Extrait choisi.

Oui, sans aucun doute, c'était moins risqué et plus sympa, apéro et bon repas convivial autour d'une cheminée tous les soirs plutôt que de dormir par -10°, je serai passé aux mêmes endroits, vu les mêmes paysages, oui mais je n'aurai pas connu les mêmes sensations, n'aurai pas été envahi par les mêmes émotions, j'aurai eu droit au cours de ces journées de rando à des discussions sur la petite famille et les problèmes au bureau, entrecoupées de temps à autres par des «c'est vraiment magnifique», alors non, merci!
Je ne suis pas sûr d'arriver à faire comprendre cette différence pourtant essentielle, et pourquoi je rejette cette partie de la norme qui ne me convient pas.

Je ne suis pas kamikaze mais je veux pouvoir faire ce que j'ai envie et quand j'en ai envie sans que quiconque vienne y mettre son grain de sel. Personne ne peut dire si demain il sera encore en vie, la preuve malheureusement avec Nils, alors si quelqu'un dans sa famille l'avait poussé à renoncer à son aventure en vélo, lui conseillant d'attendre d'être un peu plus âgé, un peu plus mûr, que de remords aujourd'hui.


Deux médecins m'ont dit il y a quelques temps que j'avais tout pour devenir centenaire, super! Enfin pas tant que çà, je suis content en me disant que j'ai encore de nombreuses années devant moi pour partir dans de petites aventures, mais j'espère bien n'avoir pas le malheur d'y arriver si celà doit signifier 5 ou 10 ans à passer dans un fauteuil à attendre désespérément en entendant les heures s'écouler lentement.

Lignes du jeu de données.
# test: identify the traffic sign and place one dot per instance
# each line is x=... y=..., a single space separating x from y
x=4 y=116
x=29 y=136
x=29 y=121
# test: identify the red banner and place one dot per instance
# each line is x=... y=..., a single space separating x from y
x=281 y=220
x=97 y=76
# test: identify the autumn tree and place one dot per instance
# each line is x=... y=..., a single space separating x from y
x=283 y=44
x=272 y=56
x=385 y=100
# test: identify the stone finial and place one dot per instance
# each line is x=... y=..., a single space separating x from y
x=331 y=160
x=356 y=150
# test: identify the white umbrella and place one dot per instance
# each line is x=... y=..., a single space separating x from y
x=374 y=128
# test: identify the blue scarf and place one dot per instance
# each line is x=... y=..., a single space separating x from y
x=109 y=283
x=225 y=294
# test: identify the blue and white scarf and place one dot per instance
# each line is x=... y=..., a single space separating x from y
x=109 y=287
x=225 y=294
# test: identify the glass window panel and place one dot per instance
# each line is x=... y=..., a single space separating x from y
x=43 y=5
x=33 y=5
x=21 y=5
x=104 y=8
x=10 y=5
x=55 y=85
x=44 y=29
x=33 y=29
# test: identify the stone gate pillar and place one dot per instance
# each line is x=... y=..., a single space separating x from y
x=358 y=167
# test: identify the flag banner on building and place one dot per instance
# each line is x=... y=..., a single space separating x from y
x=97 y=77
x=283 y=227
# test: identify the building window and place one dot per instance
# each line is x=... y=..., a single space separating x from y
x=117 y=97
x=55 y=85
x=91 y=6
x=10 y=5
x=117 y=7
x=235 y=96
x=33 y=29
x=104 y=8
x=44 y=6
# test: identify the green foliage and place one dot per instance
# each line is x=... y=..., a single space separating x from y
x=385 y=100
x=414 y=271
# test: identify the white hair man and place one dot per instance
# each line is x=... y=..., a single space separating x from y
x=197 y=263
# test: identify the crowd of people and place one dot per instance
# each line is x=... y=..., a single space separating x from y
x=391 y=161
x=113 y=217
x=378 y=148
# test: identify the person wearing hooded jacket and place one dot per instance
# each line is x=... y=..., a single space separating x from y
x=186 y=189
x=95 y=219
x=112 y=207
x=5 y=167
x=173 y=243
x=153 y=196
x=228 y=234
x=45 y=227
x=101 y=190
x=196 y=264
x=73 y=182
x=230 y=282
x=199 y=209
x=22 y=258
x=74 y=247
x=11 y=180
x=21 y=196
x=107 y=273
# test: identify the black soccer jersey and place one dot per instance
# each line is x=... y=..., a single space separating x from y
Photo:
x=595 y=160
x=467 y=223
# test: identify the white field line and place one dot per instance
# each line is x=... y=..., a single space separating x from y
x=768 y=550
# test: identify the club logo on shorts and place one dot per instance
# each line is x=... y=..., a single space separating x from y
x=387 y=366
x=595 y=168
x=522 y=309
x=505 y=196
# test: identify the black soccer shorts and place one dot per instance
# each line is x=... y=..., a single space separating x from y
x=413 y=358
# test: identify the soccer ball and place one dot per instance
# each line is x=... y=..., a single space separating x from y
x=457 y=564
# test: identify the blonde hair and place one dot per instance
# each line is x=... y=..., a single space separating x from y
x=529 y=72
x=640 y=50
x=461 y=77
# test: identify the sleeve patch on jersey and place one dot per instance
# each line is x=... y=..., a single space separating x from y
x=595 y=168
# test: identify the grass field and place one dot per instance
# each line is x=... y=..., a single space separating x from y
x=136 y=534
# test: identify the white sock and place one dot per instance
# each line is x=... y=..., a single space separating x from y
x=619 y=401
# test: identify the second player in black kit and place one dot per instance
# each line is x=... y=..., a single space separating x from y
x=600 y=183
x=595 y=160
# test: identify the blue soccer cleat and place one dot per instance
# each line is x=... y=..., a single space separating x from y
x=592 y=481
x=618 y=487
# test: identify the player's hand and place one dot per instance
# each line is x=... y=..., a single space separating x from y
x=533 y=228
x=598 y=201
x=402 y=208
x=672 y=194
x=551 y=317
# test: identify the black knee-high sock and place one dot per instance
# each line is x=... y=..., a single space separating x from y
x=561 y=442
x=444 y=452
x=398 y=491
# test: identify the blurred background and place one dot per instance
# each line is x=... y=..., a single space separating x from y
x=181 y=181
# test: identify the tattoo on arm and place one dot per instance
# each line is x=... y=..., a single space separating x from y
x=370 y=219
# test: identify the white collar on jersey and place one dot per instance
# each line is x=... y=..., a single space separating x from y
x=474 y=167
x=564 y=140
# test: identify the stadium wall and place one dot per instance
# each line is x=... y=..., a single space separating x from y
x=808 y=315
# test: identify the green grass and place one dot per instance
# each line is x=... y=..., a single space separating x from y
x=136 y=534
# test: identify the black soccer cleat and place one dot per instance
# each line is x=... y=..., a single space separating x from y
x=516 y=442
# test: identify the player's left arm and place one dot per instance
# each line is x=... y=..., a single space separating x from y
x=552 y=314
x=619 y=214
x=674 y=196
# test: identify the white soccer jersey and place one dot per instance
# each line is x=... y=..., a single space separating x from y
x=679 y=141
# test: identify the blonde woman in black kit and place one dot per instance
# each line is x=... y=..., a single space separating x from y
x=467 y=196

Consignes.
a. Répondez aux questions suivantes d'après l'extrait :
(i) À quelle température l'extrait parle-t-il de dormir ?
(ii) Avec quel moyen de transport Nils faisait-il son aventure ?
(iii) Combien de médecins ont dit que la personne qui écrit avait tout pour devenir centenaire ?
b. Renvoyez mot pour mot le passage de l'extrait compris entre « Oui, sans aucun » et « alors non, merci! », ces deux passages inclus.

Corrigé.
a.
(i) -10°
(ii) Le vélo
(iii) Deux

b.
Oui, sans aucun doute, c'était moins risqué et plus sympa, apéro et bon repas convivial autour d'une cheminée tous les soirs plutôt que de dormir par -10°, je serai passé aux mêmes endroits, vu les mêmes paysages, oui mais je n'aurai pas connu les mêmes sensations, n'aurai pas été envahi par les mêmes émotions, j'aurai eu droit au cours de ces journées de rando à des discussions sur la petite famille et les problèmes au bureau, entrecoupées de temps à autres par des «c'est vraiment magnifique», alors non, merci!